---
# 將以下4個模型的預測結果做ensembling
1. satrn
2. sar
3. robust scanner
4. NRTR

In [None]:
import os
import numpy as np
import pandas as pd
from ast import literal_eval

## 讀取4個模型預測出的結果

In [None]:
df0 = pd.read_csv('./mmocr/sub_test_satrn_score.csv')
df0.score = df0.score.apply(literal_eval)
df0['text'] = df0['text'].astype(str)
df1 = pd.read_csv('./mmocr/sub_test_sar_score.csv')
df1.score = df1.score.apply(literal_eval)
df1['text'] = df1['text'].astype(str)
df1.columns = [f'{f}_1' for f in df1.columns]
df2 = pd.read_csv('./mmocr/sub_test_robustscanner_score.csv')
df2.score = df2.score.apply(literal_eval)
df2['text'] = df2['text'].astype(str)
df2.columns = [f'{f}_2' for f in df2.columns]
df3 = pd.read_csv('./mmocr/sub_test_nrtr_score.csv')
df3.score = df3.score.apply(literal_eval)
df3['text'] = df3['text'].astype(str)
df3.columns = [f'{f}_3' for f in df3.columns]

mdf = pd.concat([df0, df1, df2, df3], axis=1)

## 取出4個模型預測不完全一樣的部分

In [None]:
diff = []
for idx in mdf.index:
    if mdf.loc[idx, 'text'] == mdf.loc[idx, 'text_1'] == mdf.loc[idx, 'text_2'] == mdf.loc[idx, 'text_3']:
        pass
    else:
        diff.append(idx)
        
diff = mdf.loc[diff, :]

## 進行ensemble

In [None]:
res = []
for idx in diff.index:
    if len(diff.loc[idx, 'text']) == len(diff.loc[idx, 'text_1']) == len(diff.loc[idx, 'text_2']) == len(diff.loc[idx, 'text_3']):
        # same length, merge by char
        cur = []
        text_len = len(diff.loc[idx, 'text'])
        s = diff.loc[idx, 'text']
        s1 = diff.loc[idx, 'text_1']
        s2 = diff.loc[idx, 'text_2']
        s3 = diff.loc[idx, 'text_3']
        score = diff.loc[idx, 'score']
        score1 = diff.loc[idx, 'score_1']
        score2 = diff.loc[idx, 'score_2']
        score3 = diff.loc[idx, 'score_3']
        for i in range(text_len):
            scores = np.array([score[i], score1[i], score2[i], score3[i]])
            cur_texts = [s[i], s1[i], s2[i], s3[i]]
            max_score_idx = scores.argmax()
            cur.append(cur_texts[max_score_idx])
                
        cur = ''.join(cur)
    else:            
        candidate_scores = []
        candidate_text = []
        if len(diff.loc[idx, 'text']) >= 8:
            candidate_scores.append('min_score')
            candidate_text.append('text')

****************************************

待完成工作
[A] 這份模型融合程式碼把哪四個模型的預測結果合在一起？
[B] 從最後一行之後接著寫這份模型融合程式碼。

****************************************

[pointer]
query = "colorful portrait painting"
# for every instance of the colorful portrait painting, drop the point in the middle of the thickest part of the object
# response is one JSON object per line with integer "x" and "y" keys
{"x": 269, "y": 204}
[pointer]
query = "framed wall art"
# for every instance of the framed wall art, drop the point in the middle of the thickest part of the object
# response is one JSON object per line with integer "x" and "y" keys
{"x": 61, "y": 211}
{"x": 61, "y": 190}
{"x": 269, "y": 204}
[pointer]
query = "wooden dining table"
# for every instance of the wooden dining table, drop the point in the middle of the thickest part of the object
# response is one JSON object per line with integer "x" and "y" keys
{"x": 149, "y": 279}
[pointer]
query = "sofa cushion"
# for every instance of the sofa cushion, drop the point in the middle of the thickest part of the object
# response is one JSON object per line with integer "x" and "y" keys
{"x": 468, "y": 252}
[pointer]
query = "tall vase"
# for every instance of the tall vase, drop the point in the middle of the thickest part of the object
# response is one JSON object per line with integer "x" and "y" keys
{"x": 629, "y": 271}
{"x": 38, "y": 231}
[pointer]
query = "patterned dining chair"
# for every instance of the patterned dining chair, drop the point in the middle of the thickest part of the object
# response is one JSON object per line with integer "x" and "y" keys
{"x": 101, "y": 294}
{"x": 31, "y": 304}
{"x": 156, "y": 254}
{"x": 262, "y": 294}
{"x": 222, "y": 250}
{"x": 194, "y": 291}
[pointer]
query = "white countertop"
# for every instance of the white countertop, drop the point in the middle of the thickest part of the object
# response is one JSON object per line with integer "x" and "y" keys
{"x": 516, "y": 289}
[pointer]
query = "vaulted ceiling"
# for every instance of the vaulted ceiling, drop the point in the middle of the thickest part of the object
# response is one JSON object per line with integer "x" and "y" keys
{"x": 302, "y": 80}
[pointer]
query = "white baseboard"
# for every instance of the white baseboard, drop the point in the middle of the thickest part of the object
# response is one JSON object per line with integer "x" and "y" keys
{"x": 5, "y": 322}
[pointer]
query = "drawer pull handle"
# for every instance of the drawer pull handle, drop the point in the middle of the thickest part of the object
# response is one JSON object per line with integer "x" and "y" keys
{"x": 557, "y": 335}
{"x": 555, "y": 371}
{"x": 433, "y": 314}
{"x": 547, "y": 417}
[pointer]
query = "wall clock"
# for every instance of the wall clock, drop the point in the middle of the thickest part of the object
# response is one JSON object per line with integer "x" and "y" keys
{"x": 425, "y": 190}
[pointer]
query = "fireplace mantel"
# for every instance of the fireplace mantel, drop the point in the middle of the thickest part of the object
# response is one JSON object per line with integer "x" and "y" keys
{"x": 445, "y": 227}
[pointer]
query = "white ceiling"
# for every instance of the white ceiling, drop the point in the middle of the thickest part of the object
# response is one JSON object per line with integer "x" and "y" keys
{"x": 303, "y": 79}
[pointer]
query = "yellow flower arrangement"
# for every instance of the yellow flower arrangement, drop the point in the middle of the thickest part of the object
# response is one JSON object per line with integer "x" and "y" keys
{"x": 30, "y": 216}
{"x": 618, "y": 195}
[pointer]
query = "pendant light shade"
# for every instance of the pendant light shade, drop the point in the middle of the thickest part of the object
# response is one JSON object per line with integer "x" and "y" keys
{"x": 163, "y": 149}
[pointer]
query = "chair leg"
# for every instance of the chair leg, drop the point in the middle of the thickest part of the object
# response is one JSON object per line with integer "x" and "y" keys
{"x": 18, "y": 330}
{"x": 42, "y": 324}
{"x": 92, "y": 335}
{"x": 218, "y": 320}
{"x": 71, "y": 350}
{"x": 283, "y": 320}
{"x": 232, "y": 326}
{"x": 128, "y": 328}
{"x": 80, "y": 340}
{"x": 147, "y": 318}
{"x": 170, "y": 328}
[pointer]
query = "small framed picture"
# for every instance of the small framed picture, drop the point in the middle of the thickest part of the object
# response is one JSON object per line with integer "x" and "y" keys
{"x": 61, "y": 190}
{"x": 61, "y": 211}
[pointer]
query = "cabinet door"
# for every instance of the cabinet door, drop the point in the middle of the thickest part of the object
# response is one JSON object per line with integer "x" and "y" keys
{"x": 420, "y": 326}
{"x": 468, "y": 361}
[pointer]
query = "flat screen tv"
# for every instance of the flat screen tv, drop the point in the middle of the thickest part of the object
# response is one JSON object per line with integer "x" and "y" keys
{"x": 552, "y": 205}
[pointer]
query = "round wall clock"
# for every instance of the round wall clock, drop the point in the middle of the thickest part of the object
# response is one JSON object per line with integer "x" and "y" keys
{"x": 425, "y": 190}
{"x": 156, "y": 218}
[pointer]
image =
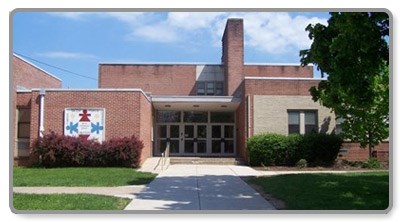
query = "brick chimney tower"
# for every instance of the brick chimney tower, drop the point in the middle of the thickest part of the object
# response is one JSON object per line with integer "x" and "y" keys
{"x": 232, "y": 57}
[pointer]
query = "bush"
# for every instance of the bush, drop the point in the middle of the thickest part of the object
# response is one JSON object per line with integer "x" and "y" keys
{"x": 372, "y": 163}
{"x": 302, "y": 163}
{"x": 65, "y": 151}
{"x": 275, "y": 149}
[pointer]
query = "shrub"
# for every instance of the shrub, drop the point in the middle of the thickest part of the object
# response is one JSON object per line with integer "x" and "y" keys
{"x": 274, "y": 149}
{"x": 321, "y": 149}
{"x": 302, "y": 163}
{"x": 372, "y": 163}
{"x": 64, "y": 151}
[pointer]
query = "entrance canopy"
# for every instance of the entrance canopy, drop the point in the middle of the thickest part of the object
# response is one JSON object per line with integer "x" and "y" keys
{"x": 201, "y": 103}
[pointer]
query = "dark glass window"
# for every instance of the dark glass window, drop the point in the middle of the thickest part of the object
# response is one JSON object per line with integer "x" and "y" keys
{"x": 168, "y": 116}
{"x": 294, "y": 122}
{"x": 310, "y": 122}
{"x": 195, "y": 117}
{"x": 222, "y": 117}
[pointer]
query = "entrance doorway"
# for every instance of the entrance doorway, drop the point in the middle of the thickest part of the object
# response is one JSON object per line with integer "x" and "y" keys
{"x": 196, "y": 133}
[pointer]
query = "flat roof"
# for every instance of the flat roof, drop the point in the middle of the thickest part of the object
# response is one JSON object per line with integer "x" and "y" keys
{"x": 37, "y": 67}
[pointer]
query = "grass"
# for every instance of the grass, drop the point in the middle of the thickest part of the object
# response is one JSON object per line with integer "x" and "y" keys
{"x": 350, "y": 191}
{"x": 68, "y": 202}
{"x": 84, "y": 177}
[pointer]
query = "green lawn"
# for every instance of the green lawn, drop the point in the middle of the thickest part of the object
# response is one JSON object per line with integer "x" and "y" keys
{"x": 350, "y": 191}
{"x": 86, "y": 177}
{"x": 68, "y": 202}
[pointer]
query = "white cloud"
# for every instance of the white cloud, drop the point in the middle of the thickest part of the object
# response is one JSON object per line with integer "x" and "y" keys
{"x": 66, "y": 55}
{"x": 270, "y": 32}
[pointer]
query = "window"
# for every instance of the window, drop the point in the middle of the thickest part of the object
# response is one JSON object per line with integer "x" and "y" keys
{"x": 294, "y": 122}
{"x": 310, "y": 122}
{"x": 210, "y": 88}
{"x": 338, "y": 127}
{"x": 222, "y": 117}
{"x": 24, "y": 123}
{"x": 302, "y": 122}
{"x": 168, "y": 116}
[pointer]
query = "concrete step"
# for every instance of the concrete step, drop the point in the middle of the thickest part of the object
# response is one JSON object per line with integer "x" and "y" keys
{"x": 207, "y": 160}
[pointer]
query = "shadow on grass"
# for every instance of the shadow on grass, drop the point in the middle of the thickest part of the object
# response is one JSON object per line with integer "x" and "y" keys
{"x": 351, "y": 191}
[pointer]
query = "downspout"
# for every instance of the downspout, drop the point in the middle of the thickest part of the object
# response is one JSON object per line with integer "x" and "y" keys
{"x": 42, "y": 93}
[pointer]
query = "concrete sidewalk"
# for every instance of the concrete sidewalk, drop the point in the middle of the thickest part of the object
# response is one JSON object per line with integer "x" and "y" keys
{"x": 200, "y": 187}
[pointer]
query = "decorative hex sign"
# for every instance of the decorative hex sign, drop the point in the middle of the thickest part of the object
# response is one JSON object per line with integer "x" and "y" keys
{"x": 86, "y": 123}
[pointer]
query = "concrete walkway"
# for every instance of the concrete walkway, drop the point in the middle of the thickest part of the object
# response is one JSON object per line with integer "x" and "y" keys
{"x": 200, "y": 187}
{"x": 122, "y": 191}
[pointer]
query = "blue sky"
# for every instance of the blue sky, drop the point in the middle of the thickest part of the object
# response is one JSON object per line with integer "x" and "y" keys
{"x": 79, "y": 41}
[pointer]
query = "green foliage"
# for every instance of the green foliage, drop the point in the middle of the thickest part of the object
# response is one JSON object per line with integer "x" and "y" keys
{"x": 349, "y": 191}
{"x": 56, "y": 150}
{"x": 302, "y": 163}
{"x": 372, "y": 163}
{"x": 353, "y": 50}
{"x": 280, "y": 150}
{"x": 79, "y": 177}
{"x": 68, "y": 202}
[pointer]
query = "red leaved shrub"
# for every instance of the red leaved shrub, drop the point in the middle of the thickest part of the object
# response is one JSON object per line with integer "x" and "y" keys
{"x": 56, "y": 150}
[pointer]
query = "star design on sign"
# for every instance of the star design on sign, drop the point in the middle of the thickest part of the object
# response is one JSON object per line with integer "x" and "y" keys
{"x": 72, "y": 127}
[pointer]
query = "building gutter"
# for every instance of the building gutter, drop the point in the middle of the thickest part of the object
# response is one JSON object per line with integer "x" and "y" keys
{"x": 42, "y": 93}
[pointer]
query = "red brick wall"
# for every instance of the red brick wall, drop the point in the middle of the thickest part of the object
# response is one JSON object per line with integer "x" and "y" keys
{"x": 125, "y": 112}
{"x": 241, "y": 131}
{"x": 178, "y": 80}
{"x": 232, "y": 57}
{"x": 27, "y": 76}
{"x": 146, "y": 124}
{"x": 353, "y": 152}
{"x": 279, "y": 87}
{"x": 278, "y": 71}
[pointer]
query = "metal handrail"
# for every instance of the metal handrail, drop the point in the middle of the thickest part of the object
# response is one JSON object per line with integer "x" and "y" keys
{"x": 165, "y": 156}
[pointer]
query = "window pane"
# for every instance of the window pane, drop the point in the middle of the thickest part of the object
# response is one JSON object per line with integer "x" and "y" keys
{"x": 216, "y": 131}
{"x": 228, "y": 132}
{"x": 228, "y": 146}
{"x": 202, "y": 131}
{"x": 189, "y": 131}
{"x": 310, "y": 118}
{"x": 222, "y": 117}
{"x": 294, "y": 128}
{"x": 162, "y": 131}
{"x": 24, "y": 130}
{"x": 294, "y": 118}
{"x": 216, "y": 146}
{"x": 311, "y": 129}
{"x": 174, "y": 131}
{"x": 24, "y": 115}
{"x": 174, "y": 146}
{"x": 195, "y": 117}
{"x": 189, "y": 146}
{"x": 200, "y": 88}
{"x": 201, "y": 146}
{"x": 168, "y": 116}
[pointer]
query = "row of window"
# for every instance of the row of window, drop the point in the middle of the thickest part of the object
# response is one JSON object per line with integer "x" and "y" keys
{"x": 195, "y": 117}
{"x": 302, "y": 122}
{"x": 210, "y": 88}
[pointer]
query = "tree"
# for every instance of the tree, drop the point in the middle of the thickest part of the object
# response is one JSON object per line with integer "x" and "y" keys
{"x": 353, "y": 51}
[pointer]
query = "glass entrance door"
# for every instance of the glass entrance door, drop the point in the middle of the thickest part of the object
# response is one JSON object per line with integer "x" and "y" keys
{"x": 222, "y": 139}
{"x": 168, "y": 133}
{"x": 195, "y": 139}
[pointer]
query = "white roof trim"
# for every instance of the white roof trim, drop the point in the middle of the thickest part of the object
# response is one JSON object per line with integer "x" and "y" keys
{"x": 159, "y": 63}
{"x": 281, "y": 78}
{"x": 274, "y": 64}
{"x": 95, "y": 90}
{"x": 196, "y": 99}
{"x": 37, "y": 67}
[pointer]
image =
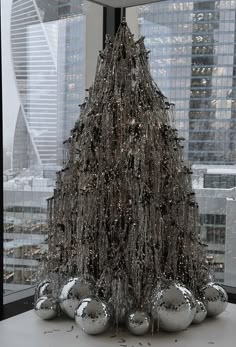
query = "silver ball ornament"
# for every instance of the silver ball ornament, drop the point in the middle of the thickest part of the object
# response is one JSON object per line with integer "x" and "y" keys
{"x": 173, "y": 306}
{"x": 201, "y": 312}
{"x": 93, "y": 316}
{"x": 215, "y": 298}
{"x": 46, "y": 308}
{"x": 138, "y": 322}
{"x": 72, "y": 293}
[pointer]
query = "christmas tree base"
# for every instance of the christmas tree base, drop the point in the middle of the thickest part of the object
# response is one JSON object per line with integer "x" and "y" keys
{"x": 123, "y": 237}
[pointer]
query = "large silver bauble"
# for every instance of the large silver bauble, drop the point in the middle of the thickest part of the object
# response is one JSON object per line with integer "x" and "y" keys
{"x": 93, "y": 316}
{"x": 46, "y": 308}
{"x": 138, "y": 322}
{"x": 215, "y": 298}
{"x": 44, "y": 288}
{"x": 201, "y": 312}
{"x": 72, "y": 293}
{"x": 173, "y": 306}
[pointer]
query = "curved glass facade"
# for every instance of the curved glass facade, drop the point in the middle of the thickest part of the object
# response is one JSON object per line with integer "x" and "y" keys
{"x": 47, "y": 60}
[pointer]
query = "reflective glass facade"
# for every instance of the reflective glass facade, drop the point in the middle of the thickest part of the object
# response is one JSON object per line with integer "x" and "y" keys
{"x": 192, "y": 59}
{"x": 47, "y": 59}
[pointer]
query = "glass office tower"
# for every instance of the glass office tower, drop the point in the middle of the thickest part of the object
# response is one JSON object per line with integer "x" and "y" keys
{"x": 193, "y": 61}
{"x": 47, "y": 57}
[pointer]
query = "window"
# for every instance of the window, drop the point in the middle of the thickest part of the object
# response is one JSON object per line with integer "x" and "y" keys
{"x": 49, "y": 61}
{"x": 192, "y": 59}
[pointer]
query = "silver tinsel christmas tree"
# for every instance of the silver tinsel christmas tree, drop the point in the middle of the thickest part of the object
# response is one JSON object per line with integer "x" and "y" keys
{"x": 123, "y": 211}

****************************************

參考答案
[A] satrn、sar、robust scanner 和 NRTR。

[B]
        if len(diff.loc[idx, 'text_1']) >= 8:
            candidate_scores.append('min_score_1')
            candidate_text.append('text_1')
        if len(diff.loc[idx, 'text_2']) >= 8:
            candidate_scores.append('min_score_2')
            candidate_text.append('text_2')
        if len(diff.loc[idx, 'text_3']) >= 8:
            candidate_scores.append('min_score_3')
            candidate_text.append('text_3')
            
        # different length, Select the most confidence sentence
        most_confidence_idx = diff.loc[idx, candidate_scores].values.argmax()
        cur = diff.loc[idx, candidate_text].to_list()[most_confidence_idx]
    
    res.append(cur)

diff['result'] = res
mdf.loc[diff.index, ['text']] = diff['result']

## 輸出包含預測信心值的預測結果

In [None]:
# Export the ensemble result with min_score
ensemble_score_df = mdf.loc[:, ["id", "text"]]
ensemble_score_df['min_score'] = mdf.loc[:, ["min_score", "min_score_1", "min_score_2", "min_score_3"]].max(axis=1)
ensemble_score_df.to_csv("ensemble_4models_private_score_v2.csv", index=False)

## 輸出上傳使用的預測結果

In [None]:
# Export the ensemble result for submission
output_filename = 'ensemble_4models_private_v2.csv'
res = [['id', 'text']]
filenames = mdf['id'].to_list()
results = mdf['text'].to_list()
for f, r in zip(filenames, results):
    print(r)
    res.append([os.path.splitext(f)[0], r])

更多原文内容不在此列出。